## Directions for this task
Pull out each line of the records below that contains the string "pick".

## Dataset
•••
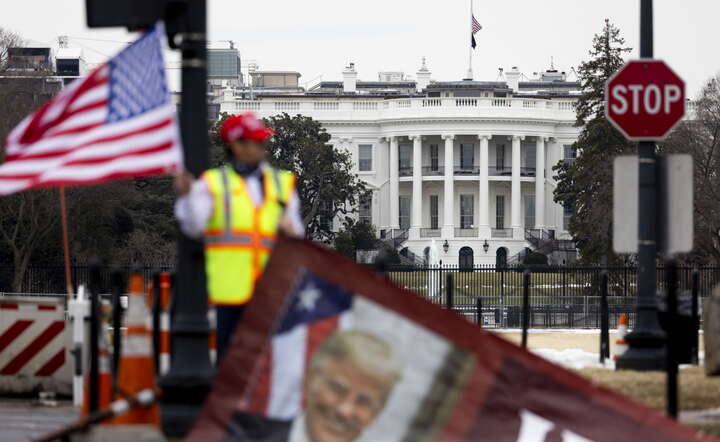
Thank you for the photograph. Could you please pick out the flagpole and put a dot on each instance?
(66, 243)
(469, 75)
•••
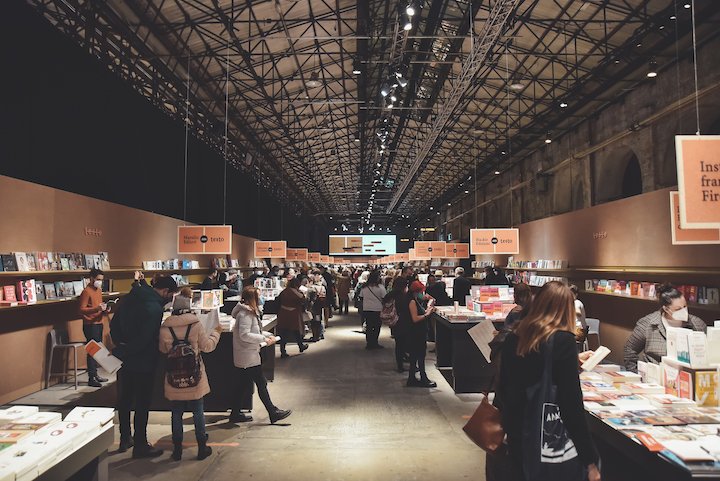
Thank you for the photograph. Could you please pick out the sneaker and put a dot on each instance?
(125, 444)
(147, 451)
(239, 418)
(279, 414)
•••
## Task result
Thank you for the photograph. Could you please pick out the flagpole and put a dot on each instance?
Thank you for the photograph. Could you please pick out the sneaker and put a dot on each instance?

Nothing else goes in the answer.